Coordinate annotation entries
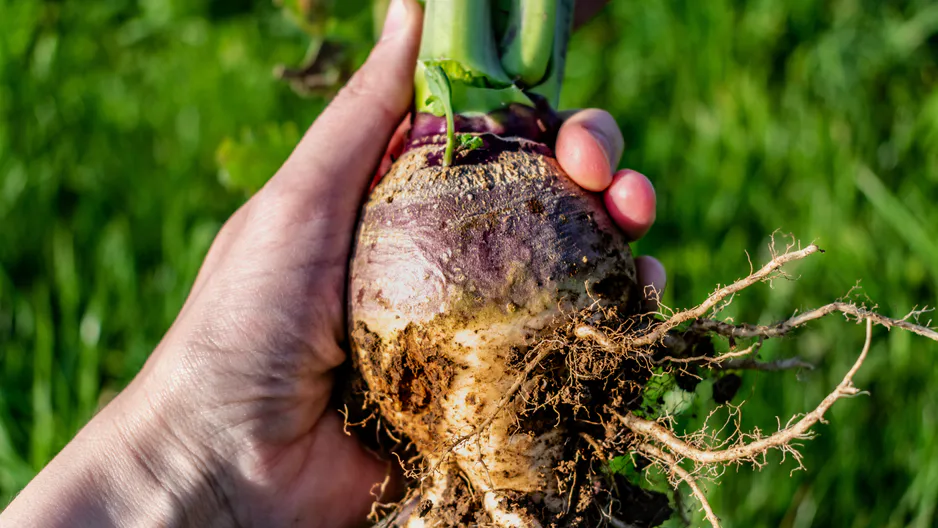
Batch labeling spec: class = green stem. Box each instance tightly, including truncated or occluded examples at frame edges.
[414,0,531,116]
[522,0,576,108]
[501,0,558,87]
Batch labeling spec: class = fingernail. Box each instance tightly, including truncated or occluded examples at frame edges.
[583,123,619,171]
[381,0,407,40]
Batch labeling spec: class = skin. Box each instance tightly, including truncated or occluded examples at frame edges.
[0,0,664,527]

- _Given problem_
Reproduce all of the items above verbatim, line for line, but leave out the pictures.

- _The completed task_
Batch labeling spec: class = green stem. Box each instance tightly, including truncated or occluded examples at frame edges.
[414,0,531,116]
[522,0,576,108]
[501,0,558,87]
Batch labeling spec: class = fingernail. Box each instance tightly, including truncated or occluded examples at frame edges.
[583,123,619,171]
[381,0,407,40]
Batch labeling spec: class = skin. Box each instance tightly, including truncated or occluded examples at frame edges.
[0,0,664,527]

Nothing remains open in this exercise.